■ THE TASK: Take the line that contains "Put a dot on every instance of the bush." and all lines after it, up to and including the last line of the data, and write them out exactly; nothing else belongs in the answer.

■ DATA PROVIDED:
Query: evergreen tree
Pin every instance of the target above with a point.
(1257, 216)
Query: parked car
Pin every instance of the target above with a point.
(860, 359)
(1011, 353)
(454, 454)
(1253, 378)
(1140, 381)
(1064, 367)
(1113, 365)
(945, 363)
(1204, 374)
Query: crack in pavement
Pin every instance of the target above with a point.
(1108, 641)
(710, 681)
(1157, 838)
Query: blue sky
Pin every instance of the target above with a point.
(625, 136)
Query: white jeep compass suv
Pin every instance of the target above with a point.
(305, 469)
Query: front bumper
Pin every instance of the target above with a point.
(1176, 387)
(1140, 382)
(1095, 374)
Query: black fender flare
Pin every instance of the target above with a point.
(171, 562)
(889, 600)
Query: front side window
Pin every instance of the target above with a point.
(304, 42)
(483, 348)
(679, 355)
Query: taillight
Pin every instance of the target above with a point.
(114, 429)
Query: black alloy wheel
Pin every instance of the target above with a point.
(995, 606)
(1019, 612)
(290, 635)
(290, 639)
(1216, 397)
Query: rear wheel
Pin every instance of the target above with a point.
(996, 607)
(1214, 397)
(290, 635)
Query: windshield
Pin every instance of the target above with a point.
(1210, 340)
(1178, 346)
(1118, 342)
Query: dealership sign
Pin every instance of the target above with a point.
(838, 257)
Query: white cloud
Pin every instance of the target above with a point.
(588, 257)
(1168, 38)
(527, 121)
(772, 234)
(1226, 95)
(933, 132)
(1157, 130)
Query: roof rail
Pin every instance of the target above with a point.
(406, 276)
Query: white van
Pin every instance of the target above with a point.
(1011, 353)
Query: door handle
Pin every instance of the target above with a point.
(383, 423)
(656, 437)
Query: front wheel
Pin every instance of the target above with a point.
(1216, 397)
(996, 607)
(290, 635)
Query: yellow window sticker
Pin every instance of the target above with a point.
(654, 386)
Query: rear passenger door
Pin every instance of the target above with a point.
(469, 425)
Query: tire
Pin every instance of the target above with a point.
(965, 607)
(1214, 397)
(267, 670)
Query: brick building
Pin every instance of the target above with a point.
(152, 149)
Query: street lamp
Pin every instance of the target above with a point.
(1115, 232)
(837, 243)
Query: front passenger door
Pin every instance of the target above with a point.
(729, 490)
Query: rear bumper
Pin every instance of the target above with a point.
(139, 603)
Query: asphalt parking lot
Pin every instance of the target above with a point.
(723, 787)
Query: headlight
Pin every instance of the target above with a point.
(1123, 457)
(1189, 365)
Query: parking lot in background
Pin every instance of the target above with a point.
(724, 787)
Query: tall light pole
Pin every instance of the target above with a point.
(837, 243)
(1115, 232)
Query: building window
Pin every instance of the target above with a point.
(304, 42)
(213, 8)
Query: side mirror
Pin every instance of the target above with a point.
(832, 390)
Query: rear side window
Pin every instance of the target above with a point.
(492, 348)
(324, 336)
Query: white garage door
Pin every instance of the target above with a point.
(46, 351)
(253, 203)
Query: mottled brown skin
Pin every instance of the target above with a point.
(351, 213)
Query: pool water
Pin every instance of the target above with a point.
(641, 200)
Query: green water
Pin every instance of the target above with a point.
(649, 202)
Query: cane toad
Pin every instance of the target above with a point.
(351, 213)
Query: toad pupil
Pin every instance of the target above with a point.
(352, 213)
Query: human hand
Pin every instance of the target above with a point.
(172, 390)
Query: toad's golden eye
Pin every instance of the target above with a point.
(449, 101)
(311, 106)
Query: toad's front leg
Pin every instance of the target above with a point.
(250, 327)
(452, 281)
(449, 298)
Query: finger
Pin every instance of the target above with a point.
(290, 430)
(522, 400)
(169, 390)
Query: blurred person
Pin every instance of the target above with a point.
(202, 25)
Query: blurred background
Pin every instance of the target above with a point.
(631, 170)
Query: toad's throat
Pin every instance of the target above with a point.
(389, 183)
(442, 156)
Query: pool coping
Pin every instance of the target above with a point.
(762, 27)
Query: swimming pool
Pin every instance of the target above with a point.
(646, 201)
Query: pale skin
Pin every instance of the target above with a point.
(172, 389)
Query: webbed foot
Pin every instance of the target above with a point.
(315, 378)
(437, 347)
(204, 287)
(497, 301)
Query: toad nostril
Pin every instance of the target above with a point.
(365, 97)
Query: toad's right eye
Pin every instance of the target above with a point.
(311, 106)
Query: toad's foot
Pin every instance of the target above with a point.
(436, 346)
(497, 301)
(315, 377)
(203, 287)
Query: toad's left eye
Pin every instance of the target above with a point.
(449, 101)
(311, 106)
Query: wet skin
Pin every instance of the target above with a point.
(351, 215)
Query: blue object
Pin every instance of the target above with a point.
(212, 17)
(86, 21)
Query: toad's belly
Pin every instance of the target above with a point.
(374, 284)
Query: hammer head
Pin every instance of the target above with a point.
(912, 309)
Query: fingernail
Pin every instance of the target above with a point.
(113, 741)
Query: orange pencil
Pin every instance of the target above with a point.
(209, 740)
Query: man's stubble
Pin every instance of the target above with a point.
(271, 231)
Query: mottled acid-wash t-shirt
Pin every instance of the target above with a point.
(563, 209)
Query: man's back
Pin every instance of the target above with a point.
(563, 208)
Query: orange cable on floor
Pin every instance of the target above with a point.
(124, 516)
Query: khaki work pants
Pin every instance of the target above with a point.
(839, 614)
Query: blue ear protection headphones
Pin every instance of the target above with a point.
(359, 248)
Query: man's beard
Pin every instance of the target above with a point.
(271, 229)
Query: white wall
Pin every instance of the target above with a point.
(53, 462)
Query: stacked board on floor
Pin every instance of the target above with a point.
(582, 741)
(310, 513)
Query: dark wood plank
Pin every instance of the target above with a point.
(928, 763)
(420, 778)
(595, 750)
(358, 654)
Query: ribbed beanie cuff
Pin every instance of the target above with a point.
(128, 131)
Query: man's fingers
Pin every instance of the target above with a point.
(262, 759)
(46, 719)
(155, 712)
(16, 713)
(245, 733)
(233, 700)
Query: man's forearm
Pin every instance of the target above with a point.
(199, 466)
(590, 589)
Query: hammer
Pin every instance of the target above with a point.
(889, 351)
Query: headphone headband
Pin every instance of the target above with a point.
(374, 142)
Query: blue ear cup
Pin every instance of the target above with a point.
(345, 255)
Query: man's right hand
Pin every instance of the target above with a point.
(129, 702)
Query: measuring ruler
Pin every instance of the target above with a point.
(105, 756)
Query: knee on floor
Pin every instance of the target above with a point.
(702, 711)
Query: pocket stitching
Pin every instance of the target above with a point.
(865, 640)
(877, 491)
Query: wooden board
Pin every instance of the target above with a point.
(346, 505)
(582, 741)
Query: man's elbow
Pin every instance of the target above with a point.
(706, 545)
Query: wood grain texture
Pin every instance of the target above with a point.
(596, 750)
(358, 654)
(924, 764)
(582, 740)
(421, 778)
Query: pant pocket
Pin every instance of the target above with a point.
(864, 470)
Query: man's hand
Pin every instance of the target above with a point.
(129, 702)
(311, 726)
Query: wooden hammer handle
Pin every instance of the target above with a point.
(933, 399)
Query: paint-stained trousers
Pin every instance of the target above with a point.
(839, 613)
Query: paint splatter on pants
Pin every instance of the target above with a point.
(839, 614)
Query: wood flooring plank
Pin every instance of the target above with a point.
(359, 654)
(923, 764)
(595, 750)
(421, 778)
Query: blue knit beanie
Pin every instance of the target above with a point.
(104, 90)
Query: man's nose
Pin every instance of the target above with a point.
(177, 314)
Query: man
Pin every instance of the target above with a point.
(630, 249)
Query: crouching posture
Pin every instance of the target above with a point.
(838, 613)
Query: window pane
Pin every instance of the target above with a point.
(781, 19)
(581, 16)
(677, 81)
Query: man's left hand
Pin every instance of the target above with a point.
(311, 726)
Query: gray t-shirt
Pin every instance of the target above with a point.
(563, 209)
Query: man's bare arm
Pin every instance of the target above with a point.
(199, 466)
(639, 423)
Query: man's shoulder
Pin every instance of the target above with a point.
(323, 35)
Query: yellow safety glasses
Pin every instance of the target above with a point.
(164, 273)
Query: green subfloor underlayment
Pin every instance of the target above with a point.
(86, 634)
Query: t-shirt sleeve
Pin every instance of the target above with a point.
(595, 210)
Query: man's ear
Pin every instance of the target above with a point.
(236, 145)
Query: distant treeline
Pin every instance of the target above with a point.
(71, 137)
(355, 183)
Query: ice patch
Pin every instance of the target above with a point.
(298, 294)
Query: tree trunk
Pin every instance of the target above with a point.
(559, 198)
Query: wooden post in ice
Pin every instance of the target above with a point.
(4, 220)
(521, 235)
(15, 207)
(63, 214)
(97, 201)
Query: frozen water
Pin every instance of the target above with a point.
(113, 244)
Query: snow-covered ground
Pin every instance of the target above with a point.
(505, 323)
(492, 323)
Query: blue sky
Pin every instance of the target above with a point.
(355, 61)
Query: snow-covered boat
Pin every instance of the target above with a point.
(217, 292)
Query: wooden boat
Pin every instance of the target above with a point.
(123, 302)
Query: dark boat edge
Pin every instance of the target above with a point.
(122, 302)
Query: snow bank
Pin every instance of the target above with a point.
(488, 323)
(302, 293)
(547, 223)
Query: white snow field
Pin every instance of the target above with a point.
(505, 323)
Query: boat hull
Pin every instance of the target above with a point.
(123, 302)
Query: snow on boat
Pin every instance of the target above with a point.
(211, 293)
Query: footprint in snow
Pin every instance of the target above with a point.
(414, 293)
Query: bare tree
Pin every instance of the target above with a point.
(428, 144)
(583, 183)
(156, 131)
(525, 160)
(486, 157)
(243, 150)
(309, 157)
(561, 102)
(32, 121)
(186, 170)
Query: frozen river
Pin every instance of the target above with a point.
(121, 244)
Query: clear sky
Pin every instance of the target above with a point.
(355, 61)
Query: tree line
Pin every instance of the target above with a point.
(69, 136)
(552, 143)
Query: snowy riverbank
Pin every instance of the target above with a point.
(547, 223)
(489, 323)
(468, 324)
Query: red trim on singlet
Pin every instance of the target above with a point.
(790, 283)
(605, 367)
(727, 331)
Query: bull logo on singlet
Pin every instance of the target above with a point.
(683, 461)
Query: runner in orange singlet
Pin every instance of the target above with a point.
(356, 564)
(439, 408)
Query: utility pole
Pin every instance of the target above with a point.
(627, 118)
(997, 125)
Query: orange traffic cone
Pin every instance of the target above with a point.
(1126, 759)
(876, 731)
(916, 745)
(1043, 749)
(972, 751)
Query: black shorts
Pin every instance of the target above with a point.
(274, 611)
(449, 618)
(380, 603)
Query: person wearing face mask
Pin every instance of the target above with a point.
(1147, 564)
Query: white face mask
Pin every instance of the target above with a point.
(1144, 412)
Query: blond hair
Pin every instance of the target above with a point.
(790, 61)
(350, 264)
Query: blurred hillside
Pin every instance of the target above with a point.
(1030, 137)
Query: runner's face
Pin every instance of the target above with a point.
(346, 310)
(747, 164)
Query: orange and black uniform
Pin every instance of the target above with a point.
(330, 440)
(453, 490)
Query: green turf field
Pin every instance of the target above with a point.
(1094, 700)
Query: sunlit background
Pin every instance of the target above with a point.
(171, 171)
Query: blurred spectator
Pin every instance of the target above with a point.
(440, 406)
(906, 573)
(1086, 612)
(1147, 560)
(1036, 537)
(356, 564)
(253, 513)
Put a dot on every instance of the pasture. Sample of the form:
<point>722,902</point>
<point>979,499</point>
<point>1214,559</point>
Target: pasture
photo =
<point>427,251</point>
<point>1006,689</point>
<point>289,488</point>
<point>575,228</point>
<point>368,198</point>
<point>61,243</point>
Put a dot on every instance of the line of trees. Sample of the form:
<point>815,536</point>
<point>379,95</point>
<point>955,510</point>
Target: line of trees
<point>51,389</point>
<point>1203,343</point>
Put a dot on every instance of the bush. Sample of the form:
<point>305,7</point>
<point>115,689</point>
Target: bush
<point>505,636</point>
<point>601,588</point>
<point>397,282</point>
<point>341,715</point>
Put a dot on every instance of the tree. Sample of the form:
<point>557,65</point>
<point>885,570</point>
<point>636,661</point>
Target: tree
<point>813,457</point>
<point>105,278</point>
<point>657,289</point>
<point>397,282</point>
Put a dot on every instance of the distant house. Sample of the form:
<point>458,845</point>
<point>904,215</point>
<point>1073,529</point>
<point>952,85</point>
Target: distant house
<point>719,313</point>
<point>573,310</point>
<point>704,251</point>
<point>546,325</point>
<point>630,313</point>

■ ANSWER:
Put a dot on every instance of the bush. Sample of the form:
<point>305,7</point>
<point>115,689</point>
Target: bush
<point>505,636</point>
<point>601,588</point>
<point>397,282</point>
<point>341,715</point>
Put a dot on every instance of the tree. Sample of the form:
<point>557,65</point>
<point>885,570</point>
<point>636,661</point>
Target: tree
<point>813,457</point>
<point>105,278</point>
<point>657,289</point>
<point>397,282</point>
Put a dot on every instance of the distant house. Sample of the form:
<point>458,845</point>
<point>904,215</point>
<point>1073,529</point>
<point>952,85</point>
Target: distant house
<point>719,313</point>
<point>573,310</point>
<point>704,251</point>
<point>546,325</point>
<point>630,313</point>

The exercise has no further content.